▶ _GOAL_: Extract the line that contains "For each instance of the banner" and every line after it to the end of the records below, exactly as written and nothing else.

....

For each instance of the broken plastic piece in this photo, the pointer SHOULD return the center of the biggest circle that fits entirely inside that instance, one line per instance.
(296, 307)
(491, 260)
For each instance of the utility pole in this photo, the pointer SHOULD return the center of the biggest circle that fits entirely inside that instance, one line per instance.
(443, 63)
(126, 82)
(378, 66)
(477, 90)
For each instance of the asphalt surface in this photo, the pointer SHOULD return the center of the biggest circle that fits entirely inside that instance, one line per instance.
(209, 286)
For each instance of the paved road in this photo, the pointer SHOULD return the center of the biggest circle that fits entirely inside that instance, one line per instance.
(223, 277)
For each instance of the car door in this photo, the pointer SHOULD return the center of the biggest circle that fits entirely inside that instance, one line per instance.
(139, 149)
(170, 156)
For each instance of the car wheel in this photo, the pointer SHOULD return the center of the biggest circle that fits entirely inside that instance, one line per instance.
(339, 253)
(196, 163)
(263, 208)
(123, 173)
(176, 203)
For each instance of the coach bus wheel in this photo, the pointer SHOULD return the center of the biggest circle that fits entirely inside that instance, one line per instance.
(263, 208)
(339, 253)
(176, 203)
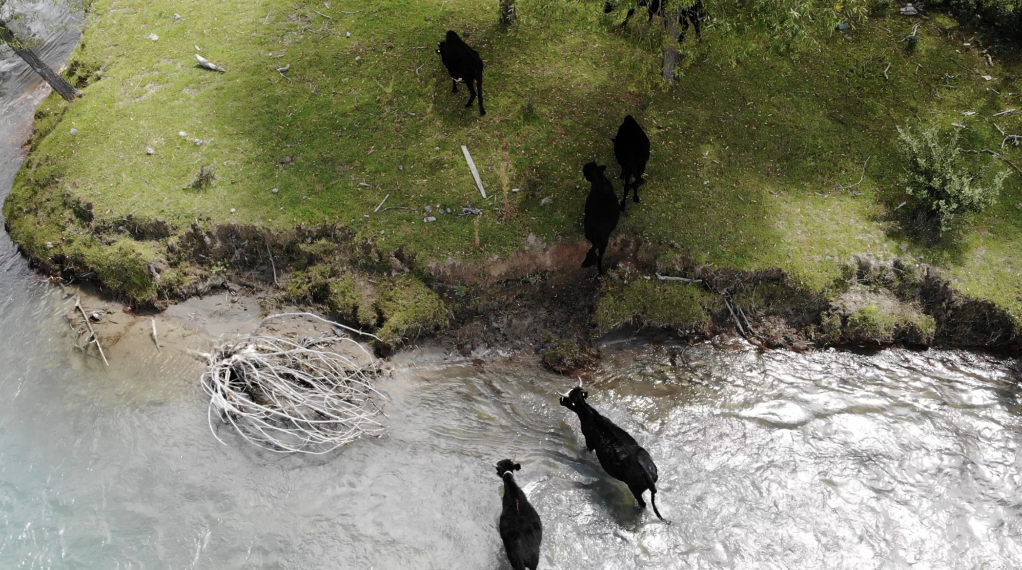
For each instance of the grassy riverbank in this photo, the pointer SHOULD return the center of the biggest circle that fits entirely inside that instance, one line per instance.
(768, 161)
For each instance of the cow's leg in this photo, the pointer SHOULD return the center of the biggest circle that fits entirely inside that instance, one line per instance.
(625, 176)
(471, 90)
(637, 491)
(482, 111)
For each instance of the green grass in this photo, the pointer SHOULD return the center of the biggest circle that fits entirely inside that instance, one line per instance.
(756, 163)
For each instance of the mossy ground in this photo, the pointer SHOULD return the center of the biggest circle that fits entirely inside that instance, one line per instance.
(774, 160)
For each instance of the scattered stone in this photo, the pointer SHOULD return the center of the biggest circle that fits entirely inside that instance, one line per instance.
(206, 64)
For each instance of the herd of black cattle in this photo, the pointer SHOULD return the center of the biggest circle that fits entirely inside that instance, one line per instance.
(620, 456)
(618, 453)
(631, 144)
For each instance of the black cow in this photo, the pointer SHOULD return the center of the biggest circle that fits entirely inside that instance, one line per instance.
(632, 151)
(463, 63)
(520, 528)
(693, 13)
(618, 453)
(601, 214)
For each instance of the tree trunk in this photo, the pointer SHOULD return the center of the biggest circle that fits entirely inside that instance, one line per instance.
(58, 84)
(670, 51)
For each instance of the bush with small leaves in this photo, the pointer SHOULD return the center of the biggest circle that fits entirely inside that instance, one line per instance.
(939, 179)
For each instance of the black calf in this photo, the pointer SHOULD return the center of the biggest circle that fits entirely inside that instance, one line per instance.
(618, 453)
(520, 528)
(463, 63)
(632, 151)
(601, 214)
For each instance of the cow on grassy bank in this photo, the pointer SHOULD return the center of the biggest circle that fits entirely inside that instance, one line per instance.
(619, 455)
(463, 63)
(601, 214)
(520, 528)
(632, 151)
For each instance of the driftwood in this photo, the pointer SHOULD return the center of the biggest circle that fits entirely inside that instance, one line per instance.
(293, 395)
(155, 338)
(92, 333)
(58, 84)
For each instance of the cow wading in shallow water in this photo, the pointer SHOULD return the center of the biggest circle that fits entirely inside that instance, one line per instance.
(620, 456)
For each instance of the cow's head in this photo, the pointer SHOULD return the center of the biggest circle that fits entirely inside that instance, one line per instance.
(506, 466)
(574, 397)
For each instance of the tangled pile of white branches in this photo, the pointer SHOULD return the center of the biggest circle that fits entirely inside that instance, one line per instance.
(293, 395)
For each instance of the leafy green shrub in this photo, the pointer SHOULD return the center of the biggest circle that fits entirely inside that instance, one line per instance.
(938, 178)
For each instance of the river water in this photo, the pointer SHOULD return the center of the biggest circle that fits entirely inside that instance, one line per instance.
(777, 460)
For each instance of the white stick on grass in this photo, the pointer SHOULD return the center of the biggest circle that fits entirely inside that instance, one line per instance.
(475, 173)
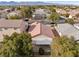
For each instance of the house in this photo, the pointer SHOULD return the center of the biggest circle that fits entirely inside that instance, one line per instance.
(42, 36)
(40, 14)
(68, 30)
(7, 27)
(14, 13)
(61, 11)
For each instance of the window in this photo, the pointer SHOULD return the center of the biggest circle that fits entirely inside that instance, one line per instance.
(0, 29)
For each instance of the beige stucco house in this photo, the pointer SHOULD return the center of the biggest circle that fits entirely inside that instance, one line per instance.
(42, 37)
(7, 27)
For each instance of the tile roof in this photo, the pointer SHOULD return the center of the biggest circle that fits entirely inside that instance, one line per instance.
(68, 30)
(13, 24)
(37, 28)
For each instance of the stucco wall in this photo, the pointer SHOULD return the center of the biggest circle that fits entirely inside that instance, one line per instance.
(7, 31)
(42, 40)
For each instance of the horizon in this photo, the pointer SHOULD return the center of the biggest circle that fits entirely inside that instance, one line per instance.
(39, 0)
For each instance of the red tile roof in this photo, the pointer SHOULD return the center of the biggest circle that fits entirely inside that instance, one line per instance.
(40, 29)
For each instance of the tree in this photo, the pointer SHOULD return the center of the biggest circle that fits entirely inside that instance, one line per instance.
(77, 15)
(14, 17)
(70, 21)
(54, 17)
(16, 45)
(63, 47)
(26, 12)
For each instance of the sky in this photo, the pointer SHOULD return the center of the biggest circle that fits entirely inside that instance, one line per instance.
(38, 0)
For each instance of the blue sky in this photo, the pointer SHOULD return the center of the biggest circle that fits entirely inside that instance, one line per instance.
(38, 0)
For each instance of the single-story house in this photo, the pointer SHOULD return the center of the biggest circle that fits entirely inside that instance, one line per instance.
(68, 30)
(42, 36)
(7, 27)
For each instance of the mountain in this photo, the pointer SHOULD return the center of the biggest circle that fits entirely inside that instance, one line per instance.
(24, 3)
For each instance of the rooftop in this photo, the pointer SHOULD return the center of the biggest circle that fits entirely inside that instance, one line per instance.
(68, 30)
(37, 28)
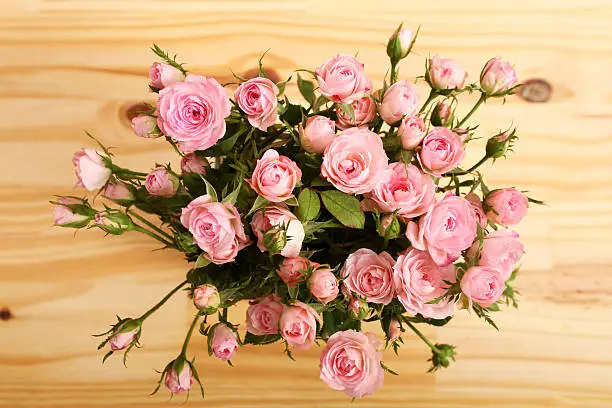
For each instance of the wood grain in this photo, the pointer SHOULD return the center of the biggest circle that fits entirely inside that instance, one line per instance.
(69, 65)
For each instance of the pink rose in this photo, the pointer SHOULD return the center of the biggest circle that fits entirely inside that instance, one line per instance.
(419, 280)
(400, 100)
(276, 215)
(262, 318)
(64, 216)
(224, 342)
(506, 206)
(323, 285)
(257, 98)
(216, 228)
(405, 189)
(445, 73)
(318, 132)
(177, 383)
(163, 74)
(193, 112)
(369, 275)
(118, 190)
(501, 249)
(354, 160)
(298, 325)
(292, 270)
(497, 77)
(364, 110)
(206, 298)
(411, 132)
(483, 285)
(343, 79)
(144, 126)
(275, 177)
(192, 163)
(477, 210)
(350, 362)
(161, 183)
(447, 229)
(90, 169)
(442, 151)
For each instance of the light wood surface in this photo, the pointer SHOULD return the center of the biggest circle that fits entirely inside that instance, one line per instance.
(70, 65)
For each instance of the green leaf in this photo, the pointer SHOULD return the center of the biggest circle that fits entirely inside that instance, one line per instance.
(345, 208)
(306, 89)
(309, 205)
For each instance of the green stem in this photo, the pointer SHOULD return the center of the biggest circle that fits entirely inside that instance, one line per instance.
(189, 333)
(161, 302)
(482, 98)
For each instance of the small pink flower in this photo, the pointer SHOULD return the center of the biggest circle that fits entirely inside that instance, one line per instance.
(278, 215)
(350, 362)
(411, 132)
(224, 342)
(216, 228)
(400, 100)
(323, 285)
(163, 74)
(160, 182)
(447, 229)
(369, 275)
(442, 151)
(192, 163)
(318, 132)
(497, 77)
(483, 285)
(144, 126)
(257, 98)
(343, 79)
(364, 110)
(419, 281)
(262, 318)
(506, 206)
(275, 177)
(90, 169)
(445, 73)
(298, 325)
(354, 160)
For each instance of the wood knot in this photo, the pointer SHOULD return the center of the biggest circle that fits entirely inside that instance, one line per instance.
(536, 90)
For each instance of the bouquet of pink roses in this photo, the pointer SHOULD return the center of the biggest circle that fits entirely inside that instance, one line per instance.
(352, 206)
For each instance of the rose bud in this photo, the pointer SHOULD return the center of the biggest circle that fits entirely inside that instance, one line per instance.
(395, 330)
(119, 191)
(399, 100)
(179, 377)
(399, 44)
(412, 131)
(323, 285)
(318, 132)
(206, 298)
(497, 77)
(163, 74)
(144, 126)
(445, 73)
(224, 341)
(506, 206)
(74, 217)
(192, 163)
(160, 182)
(90, 169)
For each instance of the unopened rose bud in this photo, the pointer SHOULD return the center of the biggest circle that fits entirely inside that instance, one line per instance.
(206, 298)
(145, 126)
(160, 182)
(192, 163)
(497, 77)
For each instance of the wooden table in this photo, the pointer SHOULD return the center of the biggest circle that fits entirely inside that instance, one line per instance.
(70, 65)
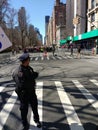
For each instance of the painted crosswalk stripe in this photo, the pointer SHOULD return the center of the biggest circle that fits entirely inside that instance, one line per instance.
(7, 109)
(39, 93)
(47, 57)
(94, 81)
(87, 94)
(1, 88)
(72, 117)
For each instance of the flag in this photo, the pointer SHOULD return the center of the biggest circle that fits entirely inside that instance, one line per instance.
(4, 41)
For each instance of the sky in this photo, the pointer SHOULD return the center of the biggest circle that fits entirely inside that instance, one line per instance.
(36, 10)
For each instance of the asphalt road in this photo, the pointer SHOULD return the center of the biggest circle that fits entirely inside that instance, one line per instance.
(67, 90)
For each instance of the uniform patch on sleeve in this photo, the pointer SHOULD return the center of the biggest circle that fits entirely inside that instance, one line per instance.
(20, 74)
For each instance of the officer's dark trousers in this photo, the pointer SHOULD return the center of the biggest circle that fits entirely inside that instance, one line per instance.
(29, 98)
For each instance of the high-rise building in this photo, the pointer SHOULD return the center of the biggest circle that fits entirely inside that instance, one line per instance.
(92, 15)
(76, 11)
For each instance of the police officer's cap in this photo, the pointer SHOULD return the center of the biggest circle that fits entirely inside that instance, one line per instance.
(24, 57)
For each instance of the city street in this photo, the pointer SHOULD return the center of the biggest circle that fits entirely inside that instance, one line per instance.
(67, 91)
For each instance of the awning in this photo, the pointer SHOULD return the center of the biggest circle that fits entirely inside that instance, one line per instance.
(87, 35)
(62, 42)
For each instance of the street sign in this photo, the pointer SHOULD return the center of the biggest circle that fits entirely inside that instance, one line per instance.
(4, 41)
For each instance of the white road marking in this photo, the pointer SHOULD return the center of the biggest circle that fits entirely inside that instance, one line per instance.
(94, 81)
(72, 117)
(39, 93)
(87, 94)
(1, 88)
(4, 114)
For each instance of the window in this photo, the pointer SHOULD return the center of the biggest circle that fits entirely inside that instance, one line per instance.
(93, 4)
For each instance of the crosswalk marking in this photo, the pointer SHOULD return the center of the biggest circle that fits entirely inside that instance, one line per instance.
(39, 93)
(71, 115)
(73, 120)
(94, 81)
(87, 94)
(7, 109)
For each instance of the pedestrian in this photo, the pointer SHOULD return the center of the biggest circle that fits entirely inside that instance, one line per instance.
(24, 77)
(79, 52)
(71, 50)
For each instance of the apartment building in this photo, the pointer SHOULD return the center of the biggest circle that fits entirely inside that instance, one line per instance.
(92, 15)
(57, 21)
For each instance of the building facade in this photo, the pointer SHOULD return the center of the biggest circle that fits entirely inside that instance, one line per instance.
(58, 18)
(92, 15)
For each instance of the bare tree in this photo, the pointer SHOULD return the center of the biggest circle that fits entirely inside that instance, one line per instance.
(22, 19)
(4, 5)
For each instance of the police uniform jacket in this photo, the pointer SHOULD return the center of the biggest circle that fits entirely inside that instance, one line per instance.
(25, 78)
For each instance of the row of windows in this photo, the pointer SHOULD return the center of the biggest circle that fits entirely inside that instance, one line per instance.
(93, 3)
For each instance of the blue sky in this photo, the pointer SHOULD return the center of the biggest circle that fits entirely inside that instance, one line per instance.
(36, 10)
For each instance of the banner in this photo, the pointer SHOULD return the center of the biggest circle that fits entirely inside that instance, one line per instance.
(4, 41)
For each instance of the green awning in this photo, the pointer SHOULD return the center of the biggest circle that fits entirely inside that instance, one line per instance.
(87, 35)
(62, 42)
(69, 38)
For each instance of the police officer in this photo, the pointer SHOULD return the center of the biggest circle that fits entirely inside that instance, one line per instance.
(25, 76)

....

▶ _RESULT BELOW_:
For each instance of the banner in this photo, the pointer SHOULD return the center of the biggest circle that fits entirely inside that instance, one line per instance.
(4, 41)
For each instance of the green awning in this photo, the pointer SHOULD return the center of the biggest circle that fits entirely inside that instance, one line per instance.
(87, 35)
(62, 42)
(69, 38)
For each instance of the police officer in this photo, the pointer SHOULD return the center of the biggest circle that fits entirely inside that instance, one line per instance.
(25, 76)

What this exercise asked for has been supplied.